== CHALLENGE ==
Starting at the line that contains "TARGET = bicycle cassette" and ending at the last line below, write those lines out again, requests included. Shift each coordinate in the answers by -4.

§ §

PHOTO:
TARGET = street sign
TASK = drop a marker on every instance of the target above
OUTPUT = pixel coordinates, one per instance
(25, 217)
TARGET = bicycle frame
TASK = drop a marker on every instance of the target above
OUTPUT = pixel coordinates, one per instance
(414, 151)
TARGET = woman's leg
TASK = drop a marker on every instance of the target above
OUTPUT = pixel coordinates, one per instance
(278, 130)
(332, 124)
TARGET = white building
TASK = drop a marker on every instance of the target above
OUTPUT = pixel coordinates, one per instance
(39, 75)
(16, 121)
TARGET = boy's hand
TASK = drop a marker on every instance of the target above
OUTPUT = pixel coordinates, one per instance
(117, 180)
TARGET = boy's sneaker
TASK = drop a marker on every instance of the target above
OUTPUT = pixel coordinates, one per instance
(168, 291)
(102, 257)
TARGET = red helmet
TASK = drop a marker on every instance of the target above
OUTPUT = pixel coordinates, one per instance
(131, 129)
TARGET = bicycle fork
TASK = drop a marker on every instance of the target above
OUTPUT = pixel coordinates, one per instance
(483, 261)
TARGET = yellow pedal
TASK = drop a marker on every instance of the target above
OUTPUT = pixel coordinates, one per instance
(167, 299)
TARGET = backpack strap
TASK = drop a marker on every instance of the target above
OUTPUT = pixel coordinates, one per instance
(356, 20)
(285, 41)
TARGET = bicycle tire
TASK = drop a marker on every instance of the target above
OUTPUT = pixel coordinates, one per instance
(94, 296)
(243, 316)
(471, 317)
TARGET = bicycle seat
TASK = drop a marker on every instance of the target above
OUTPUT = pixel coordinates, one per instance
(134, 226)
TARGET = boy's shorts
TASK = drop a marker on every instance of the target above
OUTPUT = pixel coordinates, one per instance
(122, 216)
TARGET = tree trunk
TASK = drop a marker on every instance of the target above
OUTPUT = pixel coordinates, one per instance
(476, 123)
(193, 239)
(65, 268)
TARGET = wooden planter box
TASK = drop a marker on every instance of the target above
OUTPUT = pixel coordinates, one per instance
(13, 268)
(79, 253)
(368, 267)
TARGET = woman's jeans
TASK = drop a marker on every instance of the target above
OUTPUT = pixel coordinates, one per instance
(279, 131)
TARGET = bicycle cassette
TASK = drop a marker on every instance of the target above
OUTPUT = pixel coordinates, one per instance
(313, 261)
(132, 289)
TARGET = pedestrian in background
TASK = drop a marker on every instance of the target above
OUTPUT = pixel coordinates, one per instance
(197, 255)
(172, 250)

§ §

== TASK RESPONSE ==
TARGET = bicycle cassette
TASK = drop a marker on every instance of the target above
OUTPUT = pixel coordinates, one per instance
(309, 257)
(128, 285)
TARGET = pedestrian in background
TASK = drop a marker on every instance of the target above
OUTPUT = pixel coordinates, one per instance
(193, 251)
(168, 246)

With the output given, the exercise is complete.